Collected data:

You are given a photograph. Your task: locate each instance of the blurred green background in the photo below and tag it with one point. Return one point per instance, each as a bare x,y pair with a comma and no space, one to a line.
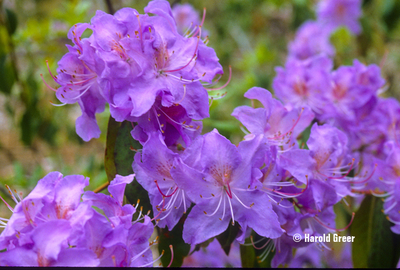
251,36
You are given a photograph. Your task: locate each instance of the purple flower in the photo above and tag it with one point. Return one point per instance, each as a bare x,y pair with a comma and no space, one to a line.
140,65
152,167
335,13
173,122
278,124
326,160
304,83
53,227
222,187
388,175
352,87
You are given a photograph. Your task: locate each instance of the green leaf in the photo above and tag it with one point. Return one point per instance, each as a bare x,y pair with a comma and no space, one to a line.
226,238
119,159
7,76
123,154
251,257
375,245
248,256
174,238
109,163
11,21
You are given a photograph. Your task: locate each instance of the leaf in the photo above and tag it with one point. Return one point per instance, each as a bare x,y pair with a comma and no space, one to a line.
7,76
109,163
174,238
11,22
248,256
119,159
375,244
227,237
123,154
251,257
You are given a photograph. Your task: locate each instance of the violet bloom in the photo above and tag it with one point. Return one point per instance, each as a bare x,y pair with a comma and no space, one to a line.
53,227
352,87
152,167
278,124
311,39
388,173
139,64
373,125
335,13
172,122
223,186
327,160
304,83
78,73
44,225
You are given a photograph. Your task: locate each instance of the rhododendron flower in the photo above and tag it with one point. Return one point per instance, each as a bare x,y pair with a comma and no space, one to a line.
223,187
53,227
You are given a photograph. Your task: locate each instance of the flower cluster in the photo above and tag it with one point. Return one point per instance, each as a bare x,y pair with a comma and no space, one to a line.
144,68
52,226
152,72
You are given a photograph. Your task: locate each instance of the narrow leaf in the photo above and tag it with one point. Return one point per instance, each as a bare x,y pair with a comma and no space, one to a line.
226,238
374,244
174,238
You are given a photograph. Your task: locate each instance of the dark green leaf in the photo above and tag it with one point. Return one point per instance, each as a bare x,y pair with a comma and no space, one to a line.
374,244
248,256
7,76
251,257
109,162
174,238
11,21
123,154
119,159
226,238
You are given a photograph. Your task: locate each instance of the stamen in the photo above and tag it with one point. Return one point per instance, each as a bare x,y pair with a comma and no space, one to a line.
172,256
248,207
9,207
158,187
258,248
202,22
184,94
334,229
191,59
57,105
230,206
48,86
140,33
290,130
222,87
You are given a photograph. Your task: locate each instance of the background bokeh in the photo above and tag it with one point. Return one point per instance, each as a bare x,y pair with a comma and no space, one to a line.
251,36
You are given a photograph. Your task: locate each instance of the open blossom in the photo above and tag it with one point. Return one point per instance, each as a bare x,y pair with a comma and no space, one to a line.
335,13
53,227
223,187
137,64
278,124
152,167
304,83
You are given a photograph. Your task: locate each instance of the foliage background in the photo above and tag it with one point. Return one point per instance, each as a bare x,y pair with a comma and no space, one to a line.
251,36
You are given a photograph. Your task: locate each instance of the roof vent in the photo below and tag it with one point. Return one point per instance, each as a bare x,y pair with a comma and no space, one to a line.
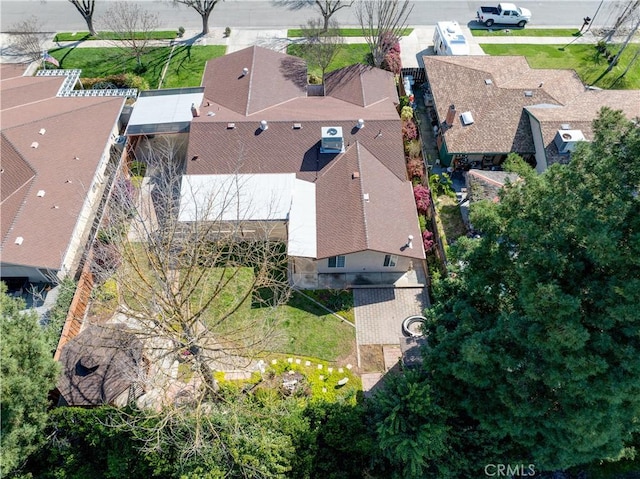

**Instructions for the task**
Pictures stay out; reproduce every line of the records exactly.

**Result for this task**
You are given a photograph. Your task: locate each instance of the blurred green background in the photo below and tag it with one point. Return one point per instance, each as a bare x,y pair with a comma and no space, one to a line.
251,36
You are given a photograph. Your task: locate each instance of the purple flower in the photo above and tag it with one point. Return one point per instance, each as a bare x,y pair with a comma and no space, one to a line.
140,65
152,167
335,13
173,122
278,124
326,160
304,83
53,227
222,187
388,175
352,87
You are given a photograph. Your task: locate each instance of the green leaf in the photo above and tag it with one point. Return one point per instance, each as a bare x,y pair with a comma and no space, one to a line.
226,238
119,159
7,76
123,154
251,257
375,245
248,256
174,238
109,163
11,21
You are given a photograph. Your task: locate each instance of the leaf in the photo above and tag it with one point. Return one point per instance, each as a bare x,y pair with a comma and no space, one to a line.
7,76
109,163
174,238
11,22
248,256
119,159
375,244
227,237
123,154
251,257
You are given a photograph. Your task: locate each instance of the violet bloom in the photo above and tag it with one point. Return one point per instance, each as a bare x,y pair with a comma and no space, one to a line.
53,227
352,87
152,167
278,124
311,39
388,173
139,64
373,125
335,13
172,122
223,186
327,160
304,83
78,73
44,225
You are given a photograph. Your task: locate each instance of the rhododendron flower in the photo above and tag it with one point. Return one point per instance, each as a bare x,y pair with a comma and no space, one to a line.
223,187
53,227
You are given a photograph. Your task: locate each instance of the flower cluster in the photo above and tag it with one point. Return one point per instance, each as a bare x,y pair with a comma and no space, one to a line.
144,68
52,226
152,72
You are given a photograph. Your task: locate each instance of the narrow leaf in the photo above and tag it with one point. Return one point per instance, each as a bare x,y pair with a comma and no space, one to a line.
226,238
374,244
174,238
You are given a photograph. Your task: locate each instance of the dark green leaf in the photo above and tag it with one point. Return one point per instance, each as a bare x,y pair with a comma and no space, one to a line.
374,244
248,256
7,76
251,257
109,162
174,238
11,21
123,154
119,159
226,238
You are given a photograph. Your task: locate each instance of the stamen in the photo above and tag it with one point. Return one point per instance, each as a bare x,y pair with a comma and no space, one to a line.
172,256
248,207
9,207
158,187
258,248
202,22
184,94
334,229
191,59
57,105
230,206
48,86
140,33
290,130
222,87
You are given a photograph. Your task: locate each instance of the background bokeh in the photo above and tag it with one point. Return one point per instance, each as a bare x,y pair with a comma and no space, one to a line.
251,36
You are given a photograph. Your task: locate each instance of the open blossom in the photo above and tag it with one point. Return one point per instance, each as a bare x,y pair with a comma and no space, one to a line.
335,13
53,227
223,187
137,64
278,124
152,167
304,83
You are given a photograph. Your task: locate each instance of the foliage background in the photo above and tag it with one point. Return one point per instance, each as a bare x,y pair with a comma and no space, one to a line.
251,36
You are given a photograph. Your task: locate each instance of the roof vent in the photo below and tag it with one point. Return one point per instance, each as a bare x,y pair with a comma and no space, one to a line.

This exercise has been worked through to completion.